[Referring expression pointing data]

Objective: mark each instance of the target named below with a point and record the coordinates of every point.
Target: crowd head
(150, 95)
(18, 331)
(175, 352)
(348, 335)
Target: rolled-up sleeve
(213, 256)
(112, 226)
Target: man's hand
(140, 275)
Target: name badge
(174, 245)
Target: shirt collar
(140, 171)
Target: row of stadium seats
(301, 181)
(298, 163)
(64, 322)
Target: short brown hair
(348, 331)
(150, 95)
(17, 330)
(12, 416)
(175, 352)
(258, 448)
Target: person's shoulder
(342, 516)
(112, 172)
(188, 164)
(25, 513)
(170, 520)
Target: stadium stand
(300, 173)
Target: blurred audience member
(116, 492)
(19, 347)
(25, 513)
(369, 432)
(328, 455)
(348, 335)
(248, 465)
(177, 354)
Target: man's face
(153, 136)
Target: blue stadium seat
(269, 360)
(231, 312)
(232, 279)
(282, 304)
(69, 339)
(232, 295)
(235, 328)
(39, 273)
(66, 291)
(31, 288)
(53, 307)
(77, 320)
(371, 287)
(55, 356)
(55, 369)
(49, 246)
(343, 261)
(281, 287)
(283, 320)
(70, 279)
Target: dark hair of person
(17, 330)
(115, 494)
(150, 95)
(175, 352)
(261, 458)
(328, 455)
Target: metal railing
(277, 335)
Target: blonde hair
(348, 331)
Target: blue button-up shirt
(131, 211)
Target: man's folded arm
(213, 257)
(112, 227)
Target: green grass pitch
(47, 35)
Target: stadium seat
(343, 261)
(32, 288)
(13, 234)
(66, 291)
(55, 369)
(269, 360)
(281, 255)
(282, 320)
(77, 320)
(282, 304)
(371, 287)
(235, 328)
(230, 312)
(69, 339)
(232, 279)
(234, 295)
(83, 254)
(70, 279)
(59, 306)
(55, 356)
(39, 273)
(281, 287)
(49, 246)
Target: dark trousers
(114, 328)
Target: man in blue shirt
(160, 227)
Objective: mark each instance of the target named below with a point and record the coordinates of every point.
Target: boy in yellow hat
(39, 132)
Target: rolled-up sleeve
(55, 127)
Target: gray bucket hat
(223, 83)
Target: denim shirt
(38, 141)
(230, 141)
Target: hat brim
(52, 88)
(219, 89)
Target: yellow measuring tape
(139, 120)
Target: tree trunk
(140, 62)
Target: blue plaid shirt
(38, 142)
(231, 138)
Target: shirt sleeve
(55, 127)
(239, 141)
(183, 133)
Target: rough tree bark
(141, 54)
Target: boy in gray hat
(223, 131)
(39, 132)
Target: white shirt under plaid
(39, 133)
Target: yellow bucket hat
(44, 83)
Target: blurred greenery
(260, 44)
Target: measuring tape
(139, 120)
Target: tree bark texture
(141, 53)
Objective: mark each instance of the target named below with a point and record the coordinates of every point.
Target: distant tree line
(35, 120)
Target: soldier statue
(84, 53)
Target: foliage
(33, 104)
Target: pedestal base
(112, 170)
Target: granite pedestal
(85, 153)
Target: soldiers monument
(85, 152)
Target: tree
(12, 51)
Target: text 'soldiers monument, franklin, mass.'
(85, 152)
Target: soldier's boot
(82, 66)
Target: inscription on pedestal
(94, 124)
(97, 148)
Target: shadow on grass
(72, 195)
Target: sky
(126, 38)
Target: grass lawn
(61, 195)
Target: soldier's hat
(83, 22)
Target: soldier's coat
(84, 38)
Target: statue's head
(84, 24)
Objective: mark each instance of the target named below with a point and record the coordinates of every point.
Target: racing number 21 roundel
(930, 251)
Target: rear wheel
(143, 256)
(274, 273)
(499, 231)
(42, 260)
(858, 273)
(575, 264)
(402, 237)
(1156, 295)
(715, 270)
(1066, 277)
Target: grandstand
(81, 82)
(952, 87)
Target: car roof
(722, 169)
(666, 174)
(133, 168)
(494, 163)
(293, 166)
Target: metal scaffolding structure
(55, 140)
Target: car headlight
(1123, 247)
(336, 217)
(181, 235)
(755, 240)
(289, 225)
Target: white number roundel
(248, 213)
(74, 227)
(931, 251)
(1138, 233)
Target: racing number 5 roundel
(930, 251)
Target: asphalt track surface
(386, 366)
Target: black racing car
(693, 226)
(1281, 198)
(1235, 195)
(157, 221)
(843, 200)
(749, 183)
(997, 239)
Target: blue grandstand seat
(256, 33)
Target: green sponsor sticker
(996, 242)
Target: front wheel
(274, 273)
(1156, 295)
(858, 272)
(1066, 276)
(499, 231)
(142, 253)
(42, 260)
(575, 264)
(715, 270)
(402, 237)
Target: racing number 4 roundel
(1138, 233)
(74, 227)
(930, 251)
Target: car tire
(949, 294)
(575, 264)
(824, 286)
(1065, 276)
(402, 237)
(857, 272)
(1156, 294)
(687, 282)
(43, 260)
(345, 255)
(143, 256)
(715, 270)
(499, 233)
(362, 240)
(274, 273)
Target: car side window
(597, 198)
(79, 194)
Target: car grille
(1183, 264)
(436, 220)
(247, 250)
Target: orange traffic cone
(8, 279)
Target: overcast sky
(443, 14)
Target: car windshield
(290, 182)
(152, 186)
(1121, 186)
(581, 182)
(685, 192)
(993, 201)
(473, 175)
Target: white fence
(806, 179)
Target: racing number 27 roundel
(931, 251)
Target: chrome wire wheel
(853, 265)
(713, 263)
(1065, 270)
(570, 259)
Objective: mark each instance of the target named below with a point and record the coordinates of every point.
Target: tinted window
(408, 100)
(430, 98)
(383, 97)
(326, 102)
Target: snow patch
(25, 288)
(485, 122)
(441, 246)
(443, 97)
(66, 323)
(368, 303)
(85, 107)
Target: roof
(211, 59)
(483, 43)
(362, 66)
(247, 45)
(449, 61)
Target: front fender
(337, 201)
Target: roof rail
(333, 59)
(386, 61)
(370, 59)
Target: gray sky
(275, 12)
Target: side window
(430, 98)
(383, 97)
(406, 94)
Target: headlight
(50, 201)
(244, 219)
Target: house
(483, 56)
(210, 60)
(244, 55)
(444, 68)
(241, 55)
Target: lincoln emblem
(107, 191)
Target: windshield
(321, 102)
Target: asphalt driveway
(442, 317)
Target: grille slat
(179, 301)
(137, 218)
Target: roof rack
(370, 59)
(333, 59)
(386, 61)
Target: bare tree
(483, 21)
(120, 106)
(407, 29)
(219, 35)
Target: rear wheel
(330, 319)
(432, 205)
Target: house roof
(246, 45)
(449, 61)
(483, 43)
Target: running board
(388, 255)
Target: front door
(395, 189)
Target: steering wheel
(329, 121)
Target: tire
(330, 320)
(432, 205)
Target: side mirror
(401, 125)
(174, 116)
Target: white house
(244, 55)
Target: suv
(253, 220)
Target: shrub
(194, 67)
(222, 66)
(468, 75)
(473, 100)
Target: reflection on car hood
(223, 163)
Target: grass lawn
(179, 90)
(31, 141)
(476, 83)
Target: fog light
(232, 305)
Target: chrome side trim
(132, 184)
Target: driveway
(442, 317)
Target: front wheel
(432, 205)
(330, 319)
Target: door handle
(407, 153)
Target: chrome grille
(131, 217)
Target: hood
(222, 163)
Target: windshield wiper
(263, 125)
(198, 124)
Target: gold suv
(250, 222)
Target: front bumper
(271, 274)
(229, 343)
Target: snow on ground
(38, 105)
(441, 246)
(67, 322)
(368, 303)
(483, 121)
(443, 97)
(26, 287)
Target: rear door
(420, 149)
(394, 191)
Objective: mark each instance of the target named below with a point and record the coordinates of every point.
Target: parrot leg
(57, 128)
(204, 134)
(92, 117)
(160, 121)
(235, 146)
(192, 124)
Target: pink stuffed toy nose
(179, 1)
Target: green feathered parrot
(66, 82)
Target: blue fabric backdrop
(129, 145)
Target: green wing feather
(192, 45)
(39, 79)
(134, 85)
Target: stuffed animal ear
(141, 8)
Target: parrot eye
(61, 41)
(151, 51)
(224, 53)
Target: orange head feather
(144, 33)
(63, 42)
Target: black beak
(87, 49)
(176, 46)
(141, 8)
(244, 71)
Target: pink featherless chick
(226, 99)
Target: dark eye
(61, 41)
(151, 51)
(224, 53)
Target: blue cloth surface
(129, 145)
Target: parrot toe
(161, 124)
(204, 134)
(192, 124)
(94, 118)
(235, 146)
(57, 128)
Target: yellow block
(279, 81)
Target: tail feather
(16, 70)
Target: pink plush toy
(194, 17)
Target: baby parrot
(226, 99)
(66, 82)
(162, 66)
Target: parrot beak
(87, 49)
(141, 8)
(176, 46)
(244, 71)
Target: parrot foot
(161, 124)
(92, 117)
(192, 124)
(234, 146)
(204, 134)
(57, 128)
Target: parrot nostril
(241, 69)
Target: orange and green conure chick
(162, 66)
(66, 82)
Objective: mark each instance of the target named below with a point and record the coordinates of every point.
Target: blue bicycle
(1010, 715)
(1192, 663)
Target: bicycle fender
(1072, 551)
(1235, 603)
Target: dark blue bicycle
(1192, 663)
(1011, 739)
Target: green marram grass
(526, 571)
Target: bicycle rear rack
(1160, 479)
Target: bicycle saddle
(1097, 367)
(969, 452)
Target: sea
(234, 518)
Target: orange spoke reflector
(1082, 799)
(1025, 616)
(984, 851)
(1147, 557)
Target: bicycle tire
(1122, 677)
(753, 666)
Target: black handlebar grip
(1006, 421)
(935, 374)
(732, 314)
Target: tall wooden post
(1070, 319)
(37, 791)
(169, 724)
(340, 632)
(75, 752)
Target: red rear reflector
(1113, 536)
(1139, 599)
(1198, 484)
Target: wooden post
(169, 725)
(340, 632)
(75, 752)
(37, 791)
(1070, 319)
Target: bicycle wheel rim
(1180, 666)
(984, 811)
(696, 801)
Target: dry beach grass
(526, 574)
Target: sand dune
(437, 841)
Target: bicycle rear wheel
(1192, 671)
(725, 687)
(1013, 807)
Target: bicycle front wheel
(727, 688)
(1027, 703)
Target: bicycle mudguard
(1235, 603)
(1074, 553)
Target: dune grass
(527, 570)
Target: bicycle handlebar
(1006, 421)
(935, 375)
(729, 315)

**DESCRIPTION OF THE TASK:**
Please write out, exactly as they appear, the line that contains "Target: stuffed animal ear" and every line after it up to the end of the entries above, and no others.

**PROBLEM SOLUTION:**
Target: stuffed animal ear
(141, 8)
Target: parrot eye
(61, 41)
(151, 51)
(224, 53)
Target: orange head feather
(144, 33)
(63, 42)
Target: black beak
(87, 49)
(176, 46)
(141, 8)
(244, 71)
Target: pink featherless chick
(226, 99)
Target: dark eye
(61, 41)
(151, 51)
(224, 53)
Target: blue cloth surface
(129, 145)
Target: parrot toe
(161, 124)
(204, 134)
(192, 124)
(94, 118)
(235, 146)
(57, 128)
Target: yellow block
(279, 81)
Target: tail feather
(16, 70)
Target: pink plush toy
(194, 17)
Target: baby parrot
(226, 99)
(66, 82)
(162, 66)
Target: parrot beak
(87, 49)
(141, 8)
(176, 46)
(244, 71)
Target: parrot foot
(161, 124)
(92, 117)
(192, 124)
(234, 146)
(204, 134)
(57, 128)
Target: parrot nostril
(241, 69)
Target: orange and green conure chick
(162, 66)
(66, 82)
Objective: mark each instance of the target named below with a point and record the coordinates of every point.
Target: blue bicycle
(1010, 715)
(1192, 663)
Target: bicycle fender
(1072, 551)
(1235, 603)
Target: dark blue bicycle
(1192, 663)
(1011, 739)
Target: green marram grass
(526, 571)
Target: bicycle rear rack
(1160, 479)
Target: bicycle saddle
(1097, 367)
(969, 452)
Target: sea
(234, 518)
Target: orange spoke reflector
(1082, 799)
(1025, 616)
(984, 851)
(1147, 557)
Target: bicycle tire
(1122, 677)
(753, 666)
Target: black handlebar grip
(1006, 421)
(935, 374)
(732, 314)
Target: tall wooden post
(1070, 319)
(37, 791)
(169, 724)
(340, 632)
(75, 752)
Target: red rear reflector
(1113, 536)
(1139, 599)
(1198, 484)
Target: wooden post
(169, 725)
(340, 632)
(75, 752)
(37, 791)
(1070, 319)
Target: bicycle wheel rim
(1180, 666)
(984, 811)
(696, 801)
Target: dry beach grass
(526, 574)
Target: sand dune
(437, 841)
Target: bicycle rear wheel
(1192, 671)
(725, 687)
(1013, 807)
Target: bicycle front wheel
(727, 688)
(1027, 703)
Target: bicycle mudguard
(1235, 603)
(1074, 553)
Target: dune grass
(527, 570)
Target: bicycle handlebar
(1006, 421)
(935, 375)
(729, 315)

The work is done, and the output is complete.